Starting at the line that holds "query | turquoise sink basin", copy every line exactly through the end of the data, and no others.

Available records:
☆ ☆ ☆ ☆

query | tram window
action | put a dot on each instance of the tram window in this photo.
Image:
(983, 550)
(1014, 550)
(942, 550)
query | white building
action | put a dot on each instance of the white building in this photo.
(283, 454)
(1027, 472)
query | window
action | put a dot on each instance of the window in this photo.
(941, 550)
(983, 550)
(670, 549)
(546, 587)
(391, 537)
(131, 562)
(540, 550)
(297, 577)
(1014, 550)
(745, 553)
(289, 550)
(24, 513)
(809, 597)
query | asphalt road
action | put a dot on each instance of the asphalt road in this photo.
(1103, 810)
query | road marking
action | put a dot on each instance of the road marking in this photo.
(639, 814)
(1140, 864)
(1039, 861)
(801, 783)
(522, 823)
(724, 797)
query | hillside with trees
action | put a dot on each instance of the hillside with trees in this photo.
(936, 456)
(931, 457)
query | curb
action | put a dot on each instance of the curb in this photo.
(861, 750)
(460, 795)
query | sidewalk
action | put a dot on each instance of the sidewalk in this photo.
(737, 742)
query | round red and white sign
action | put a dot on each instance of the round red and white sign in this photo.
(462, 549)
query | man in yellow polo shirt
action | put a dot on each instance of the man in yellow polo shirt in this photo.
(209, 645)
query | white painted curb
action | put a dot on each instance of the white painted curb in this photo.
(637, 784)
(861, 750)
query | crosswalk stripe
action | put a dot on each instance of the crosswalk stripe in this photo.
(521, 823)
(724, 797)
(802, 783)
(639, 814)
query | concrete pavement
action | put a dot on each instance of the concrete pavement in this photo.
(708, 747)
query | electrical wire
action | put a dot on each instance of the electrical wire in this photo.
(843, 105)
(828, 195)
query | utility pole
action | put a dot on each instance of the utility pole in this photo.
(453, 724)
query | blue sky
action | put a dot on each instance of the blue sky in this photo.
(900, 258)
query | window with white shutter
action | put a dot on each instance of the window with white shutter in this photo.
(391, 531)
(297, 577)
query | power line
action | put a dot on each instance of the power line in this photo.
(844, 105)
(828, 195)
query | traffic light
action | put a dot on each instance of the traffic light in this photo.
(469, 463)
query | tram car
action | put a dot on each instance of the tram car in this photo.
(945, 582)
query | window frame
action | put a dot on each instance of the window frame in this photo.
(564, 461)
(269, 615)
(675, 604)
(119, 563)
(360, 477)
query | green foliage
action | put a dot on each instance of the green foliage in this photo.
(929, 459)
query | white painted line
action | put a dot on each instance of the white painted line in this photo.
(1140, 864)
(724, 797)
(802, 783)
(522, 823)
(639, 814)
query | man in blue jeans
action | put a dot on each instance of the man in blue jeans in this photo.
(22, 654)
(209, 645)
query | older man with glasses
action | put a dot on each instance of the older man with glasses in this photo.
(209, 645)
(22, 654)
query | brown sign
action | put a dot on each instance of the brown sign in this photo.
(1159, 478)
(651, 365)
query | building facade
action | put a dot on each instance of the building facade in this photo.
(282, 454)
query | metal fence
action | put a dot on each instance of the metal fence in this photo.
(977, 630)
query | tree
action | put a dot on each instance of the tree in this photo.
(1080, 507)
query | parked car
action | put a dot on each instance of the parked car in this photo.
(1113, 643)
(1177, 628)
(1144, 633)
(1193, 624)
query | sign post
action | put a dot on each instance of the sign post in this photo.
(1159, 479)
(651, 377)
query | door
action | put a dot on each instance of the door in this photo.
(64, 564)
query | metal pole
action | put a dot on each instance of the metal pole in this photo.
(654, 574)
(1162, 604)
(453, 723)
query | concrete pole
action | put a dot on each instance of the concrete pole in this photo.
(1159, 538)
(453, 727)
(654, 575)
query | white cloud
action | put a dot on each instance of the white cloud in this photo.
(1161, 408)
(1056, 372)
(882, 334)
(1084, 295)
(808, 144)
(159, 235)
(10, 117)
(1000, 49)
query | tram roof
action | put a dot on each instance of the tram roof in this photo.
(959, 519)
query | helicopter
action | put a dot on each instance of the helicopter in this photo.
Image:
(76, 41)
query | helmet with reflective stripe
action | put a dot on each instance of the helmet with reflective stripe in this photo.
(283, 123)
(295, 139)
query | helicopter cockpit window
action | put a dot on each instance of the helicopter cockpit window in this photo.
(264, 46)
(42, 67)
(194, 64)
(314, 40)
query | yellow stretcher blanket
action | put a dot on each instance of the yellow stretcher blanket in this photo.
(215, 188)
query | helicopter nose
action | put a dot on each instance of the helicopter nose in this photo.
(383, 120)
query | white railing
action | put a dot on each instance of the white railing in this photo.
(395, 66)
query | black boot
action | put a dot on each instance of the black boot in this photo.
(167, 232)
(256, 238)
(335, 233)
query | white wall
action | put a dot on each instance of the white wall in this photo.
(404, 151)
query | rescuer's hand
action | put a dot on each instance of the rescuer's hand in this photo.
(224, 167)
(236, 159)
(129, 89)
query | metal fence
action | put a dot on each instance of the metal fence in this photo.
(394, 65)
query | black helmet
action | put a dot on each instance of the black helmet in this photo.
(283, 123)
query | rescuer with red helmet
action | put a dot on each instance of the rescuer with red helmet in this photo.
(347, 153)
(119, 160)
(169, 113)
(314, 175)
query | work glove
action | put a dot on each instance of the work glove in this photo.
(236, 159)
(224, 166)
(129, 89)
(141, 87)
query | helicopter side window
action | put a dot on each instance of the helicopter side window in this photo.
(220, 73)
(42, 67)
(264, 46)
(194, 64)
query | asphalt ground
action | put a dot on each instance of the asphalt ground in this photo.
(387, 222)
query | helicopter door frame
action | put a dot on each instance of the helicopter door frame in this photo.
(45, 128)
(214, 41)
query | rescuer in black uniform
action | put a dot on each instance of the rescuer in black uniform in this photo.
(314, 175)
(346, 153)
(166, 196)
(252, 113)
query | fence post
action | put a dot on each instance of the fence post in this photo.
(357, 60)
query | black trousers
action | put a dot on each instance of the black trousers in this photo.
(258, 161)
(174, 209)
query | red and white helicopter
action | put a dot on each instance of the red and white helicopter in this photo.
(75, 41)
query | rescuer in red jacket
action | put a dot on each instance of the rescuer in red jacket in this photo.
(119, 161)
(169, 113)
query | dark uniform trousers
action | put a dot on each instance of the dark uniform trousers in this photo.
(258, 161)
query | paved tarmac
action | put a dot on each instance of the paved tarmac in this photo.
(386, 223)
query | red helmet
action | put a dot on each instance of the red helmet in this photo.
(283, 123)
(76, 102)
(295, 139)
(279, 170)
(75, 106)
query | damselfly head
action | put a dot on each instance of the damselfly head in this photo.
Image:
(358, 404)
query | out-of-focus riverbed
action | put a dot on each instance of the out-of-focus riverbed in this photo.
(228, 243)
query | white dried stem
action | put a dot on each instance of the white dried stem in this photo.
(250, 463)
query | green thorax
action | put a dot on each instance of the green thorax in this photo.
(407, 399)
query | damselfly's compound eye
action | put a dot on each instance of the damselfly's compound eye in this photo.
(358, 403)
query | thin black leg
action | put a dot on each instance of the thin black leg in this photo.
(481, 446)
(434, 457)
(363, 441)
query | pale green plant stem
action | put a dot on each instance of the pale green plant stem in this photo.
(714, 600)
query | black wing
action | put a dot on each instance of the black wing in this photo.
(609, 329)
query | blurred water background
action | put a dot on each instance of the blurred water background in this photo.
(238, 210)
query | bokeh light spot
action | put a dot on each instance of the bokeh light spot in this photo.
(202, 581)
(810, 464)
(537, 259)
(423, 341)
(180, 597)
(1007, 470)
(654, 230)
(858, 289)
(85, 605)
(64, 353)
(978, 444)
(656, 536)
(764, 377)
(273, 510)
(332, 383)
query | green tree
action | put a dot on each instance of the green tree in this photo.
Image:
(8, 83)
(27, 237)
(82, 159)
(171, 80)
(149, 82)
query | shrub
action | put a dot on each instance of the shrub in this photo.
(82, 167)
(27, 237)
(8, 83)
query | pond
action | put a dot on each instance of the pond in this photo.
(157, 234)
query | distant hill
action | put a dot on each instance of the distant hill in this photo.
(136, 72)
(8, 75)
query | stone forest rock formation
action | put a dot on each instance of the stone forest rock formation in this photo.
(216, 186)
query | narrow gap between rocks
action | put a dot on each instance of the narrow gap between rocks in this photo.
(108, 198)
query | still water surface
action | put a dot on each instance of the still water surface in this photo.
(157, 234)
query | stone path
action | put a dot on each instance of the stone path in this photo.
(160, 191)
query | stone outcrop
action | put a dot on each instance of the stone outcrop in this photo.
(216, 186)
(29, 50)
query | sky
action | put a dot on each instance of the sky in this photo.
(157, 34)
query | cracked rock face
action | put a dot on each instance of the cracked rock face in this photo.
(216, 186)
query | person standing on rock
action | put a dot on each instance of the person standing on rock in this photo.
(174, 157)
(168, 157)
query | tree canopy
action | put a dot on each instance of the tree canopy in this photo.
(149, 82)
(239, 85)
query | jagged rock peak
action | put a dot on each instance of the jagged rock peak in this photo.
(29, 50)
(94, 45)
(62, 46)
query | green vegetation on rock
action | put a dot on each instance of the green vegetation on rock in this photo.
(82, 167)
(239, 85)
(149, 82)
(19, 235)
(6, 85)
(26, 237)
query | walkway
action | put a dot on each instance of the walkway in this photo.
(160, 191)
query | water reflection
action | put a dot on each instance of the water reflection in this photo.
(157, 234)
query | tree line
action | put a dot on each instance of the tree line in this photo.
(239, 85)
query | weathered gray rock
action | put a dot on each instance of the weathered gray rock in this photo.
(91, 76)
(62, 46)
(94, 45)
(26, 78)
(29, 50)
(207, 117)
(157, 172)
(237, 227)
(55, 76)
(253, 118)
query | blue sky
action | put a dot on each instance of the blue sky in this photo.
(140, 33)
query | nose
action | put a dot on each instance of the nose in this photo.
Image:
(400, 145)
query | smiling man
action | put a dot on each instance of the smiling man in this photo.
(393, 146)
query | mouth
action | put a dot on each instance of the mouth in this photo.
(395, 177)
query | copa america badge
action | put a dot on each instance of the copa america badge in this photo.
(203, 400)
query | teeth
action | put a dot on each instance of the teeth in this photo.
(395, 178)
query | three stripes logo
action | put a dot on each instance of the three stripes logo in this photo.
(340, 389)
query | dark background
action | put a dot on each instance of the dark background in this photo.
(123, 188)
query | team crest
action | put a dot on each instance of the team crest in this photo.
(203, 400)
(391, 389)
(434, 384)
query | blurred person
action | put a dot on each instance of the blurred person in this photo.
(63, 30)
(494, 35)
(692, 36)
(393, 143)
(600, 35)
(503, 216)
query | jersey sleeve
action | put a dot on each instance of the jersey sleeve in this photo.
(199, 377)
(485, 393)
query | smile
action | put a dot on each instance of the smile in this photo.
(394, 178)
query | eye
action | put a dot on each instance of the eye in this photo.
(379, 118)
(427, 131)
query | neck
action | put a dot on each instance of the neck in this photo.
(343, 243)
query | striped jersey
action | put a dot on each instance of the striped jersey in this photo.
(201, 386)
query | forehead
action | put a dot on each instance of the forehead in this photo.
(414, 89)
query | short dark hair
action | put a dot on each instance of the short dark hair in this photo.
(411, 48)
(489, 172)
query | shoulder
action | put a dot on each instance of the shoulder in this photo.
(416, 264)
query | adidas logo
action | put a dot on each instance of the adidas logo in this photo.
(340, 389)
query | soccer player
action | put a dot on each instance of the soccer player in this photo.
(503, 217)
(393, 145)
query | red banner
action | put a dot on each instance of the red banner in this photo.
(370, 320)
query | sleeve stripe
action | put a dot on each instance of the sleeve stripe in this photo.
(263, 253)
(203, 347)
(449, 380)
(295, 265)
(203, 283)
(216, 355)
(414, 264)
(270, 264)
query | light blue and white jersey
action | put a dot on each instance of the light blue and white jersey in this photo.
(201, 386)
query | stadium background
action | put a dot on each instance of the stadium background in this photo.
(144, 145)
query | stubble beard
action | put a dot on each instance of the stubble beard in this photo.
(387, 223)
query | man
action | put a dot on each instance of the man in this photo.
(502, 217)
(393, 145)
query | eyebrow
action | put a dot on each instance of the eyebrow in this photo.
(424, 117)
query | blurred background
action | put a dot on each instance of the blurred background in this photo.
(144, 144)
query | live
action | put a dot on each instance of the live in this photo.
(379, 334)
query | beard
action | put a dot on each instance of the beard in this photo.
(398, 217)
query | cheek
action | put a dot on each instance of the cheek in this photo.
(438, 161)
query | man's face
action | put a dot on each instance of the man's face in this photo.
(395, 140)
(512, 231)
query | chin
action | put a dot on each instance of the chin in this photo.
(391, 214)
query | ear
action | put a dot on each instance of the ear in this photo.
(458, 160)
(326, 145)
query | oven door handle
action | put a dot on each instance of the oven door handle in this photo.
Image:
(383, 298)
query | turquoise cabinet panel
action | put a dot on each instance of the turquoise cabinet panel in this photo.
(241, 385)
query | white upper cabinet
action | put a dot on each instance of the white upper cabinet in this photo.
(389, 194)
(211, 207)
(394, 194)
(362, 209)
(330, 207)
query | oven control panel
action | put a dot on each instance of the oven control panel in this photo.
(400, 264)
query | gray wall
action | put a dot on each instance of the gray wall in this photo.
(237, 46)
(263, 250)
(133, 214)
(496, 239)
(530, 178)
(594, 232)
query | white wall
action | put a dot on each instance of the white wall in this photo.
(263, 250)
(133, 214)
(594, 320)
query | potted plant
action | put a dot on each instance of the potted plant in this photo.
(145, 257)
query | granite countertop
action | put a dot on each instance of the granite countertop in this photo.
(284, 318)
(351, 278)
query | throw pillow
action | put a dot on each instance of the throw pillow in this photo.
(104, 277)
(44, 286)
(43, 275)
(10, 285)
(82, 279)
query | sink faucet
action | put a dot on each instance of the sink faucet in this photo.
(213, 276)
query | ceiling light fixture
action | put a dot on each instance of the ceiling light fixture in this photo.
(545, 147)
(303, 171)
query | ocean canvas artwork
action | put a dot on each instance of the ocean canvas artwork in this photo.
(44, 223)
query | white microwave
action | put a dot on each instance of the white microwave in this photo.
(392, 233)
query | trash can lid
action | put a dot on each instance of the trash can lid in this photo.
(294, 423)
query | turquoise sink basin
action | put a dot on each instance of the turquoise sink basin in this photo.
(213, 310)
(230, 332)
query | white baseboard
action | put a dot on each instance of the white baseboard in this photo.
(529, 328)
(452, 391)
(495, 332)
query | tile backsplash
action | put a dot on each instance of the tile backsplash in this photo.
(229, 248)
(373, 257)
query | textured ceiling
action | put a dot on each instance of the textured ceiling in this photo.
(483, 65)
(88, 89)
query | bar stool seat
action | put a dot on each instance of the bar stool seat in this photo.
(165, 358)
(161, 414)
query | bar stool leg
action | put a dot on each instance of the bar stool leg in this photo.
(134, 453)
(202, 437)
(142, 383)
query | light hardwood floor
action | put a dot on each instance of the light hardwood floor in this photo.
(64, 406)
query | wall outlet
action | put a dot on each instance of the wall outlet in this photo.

☆ ☆ ☆ ☆

Full solution:
query | turquoise sink basin
action | put a dot on each instance of the turquoise sink basin in this photo.
(213, 310)
(230, 332)
query | white baseboard
action | put a dot on each instance of the white baseboard in this photo.
(529, 328)
(452, 391)
(495, 332)
query | tile backsplash
action | put a dot on each instance of the tile backsplash in this photo.
(229, 248)
(373, 257)
query | textured ceiling
action | put a dot on each instance of the textured ceiling in this photo.
(483, 65)
(88, 89)
query | bar stool seat
action | put a dot on each instance of the bar stool seat in this photo.
(165, 358)
(161, 414)
query | bar stool leg
action | put a dot on each instance of the bar stool leg in this photo.
(134, 453)
(202, 437)
(142, 383)
query | light hardwood floor
action | put a dot on each instance of the light hardwood floor in this photo.
(64, 406)
query | wall outlet
action | put a dot on each instance of the wall outlet in this photo.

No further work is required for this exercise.